**EXERCISE OBJECTIVE**
From the text on growing peppers, list the causes it gives for poor fruit set.
— start PASSAGE TO READ —
The most frequent problem we have with peppers is a lack of fruit set. This can be caused by three different situations, all of which you should try to avoid. Over fertilization is discussed above, but cool temperatures and hot temperatures can also lead to poor fruit set. Temperatures above 85F/29C or below 60F/16C can cause a failure of pollination and subsequent fruit drop. There is nothing you can do about it except wait, but don’t despair: the plants will continue to flower and set fruit as soon as the weather turns right. Remember, peppers are perennials; they are used to waiting around, and are in no real hurry to set fruit.

Pepper plants may also set a few fruit during the good weather in early summer, then apparently forget what they are supposed to be doing. This is not a problem south of USDA Zone 5, but in short season areas,  if you wait for those first few to ripen fully, it may be too late for a second set to ripen in areas where seasons are short. Your can solve this problem by sacrificing those first few fruit. To be practical about it, I’d recommend taking half your plants and pinching out the first setting of fruit once they are the size of a marble; the plants will flower with renewed vigor and give you a bumper crop late in the season. The other half of the plants can be allowed to set a few fruit early and mature them for the first harvest.

As days shorten and the end of the season approaches, the same trick will have a different effect. To hasten the ripening of what fruit is on the plants in short season areas, give the plants a little yank to loosen the roots just a bit, or cultivate deeper and closer than usual about three weeks before anticipated frost. Then pinch off the remaining flowers and fruits smaller than the size of a marble. This will focus the plant clearly on your aim, which is to mature the remaining fruits you’ve got!
— end PASSAGE TO READ —
— start DATASET RECORDS —
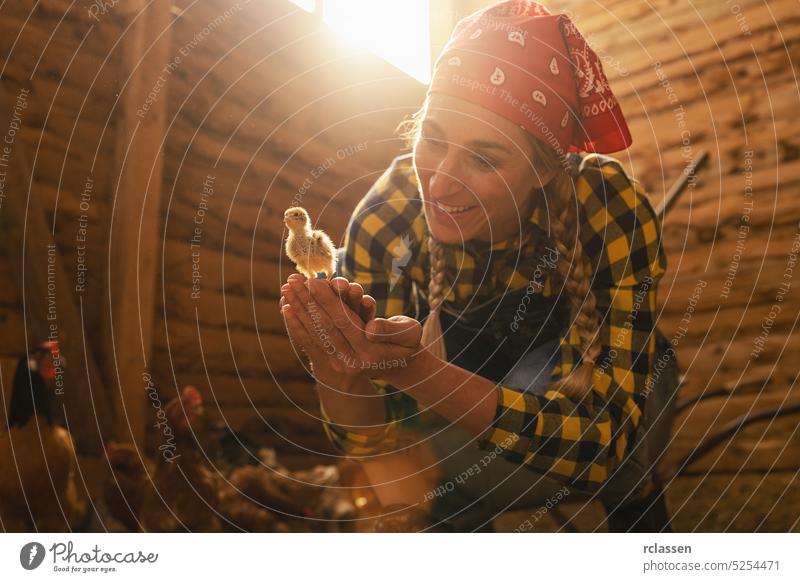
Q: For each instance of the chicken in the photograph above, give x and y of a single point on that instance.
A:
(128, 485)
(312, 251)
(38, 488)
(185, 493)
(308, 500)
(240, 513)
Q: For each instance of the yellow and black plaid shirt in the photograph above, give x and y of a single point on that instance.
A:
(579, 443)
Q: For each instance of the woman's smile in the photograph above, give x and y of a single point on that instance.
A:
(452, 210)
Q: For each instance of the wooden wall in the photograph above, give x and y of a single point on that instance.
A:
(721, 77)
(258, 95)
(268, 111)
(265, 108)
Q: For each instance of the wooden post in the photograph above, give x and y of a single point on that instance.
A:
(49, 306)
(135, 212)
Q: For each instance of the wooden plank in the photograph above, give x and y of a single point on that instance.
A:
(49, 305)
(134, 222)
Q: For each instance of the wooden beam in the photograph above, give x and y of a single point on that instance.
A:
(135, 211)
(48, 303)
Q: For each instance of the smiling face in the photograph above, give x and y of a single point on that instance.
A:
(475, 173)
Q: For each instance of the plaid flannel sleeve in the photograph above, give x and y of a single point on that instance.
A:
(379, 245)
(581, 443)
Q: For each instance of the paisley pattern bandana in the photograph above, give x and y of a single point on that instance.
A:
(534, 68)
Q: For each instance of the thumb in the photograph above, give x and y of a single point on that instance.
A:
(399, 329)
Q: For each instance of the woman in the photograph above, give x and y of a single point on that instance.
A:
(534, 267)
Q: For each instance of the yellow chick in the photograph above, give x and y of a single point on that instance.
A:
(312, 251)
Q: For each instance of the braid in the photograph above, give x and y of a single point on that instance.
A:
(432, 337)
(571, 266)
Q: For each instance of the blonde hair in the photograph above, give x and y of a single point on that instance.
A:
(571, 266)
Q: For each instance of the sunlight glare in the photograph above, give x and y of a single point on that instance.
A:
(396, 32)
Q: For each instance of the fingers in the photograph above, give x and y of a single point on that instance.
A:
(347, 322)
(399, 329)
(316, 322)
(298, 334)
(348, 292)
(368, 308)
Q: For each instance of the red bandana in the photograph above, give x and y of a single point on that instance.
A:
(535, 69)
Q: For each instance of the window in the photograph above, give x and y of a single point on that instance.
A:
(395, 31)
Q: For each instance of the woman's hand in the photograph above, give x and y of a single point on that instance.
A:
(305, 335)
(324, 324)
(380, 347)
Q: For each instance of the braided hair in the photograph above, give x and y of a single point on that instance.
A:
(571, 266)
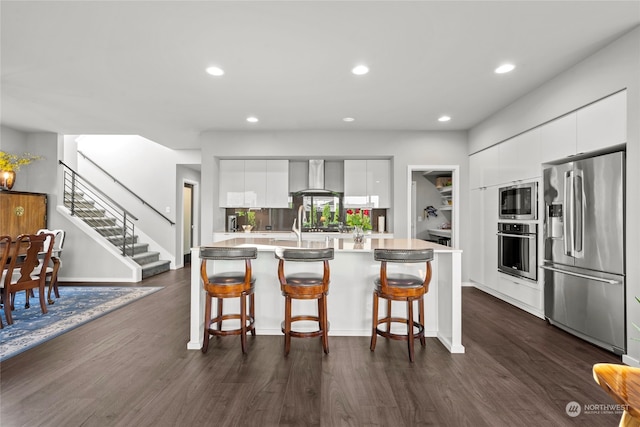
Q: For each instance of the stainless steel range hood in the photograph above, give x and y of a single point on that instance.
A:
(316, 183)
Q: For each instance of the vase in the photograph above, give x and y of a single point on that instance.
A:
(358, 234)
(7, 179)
— end DATASET RECORDS —
**ANSWER FOR THE TASK**
Over fertilization, cool temperatures (below 60F/16C), and hot temperatures (above 85F/29C).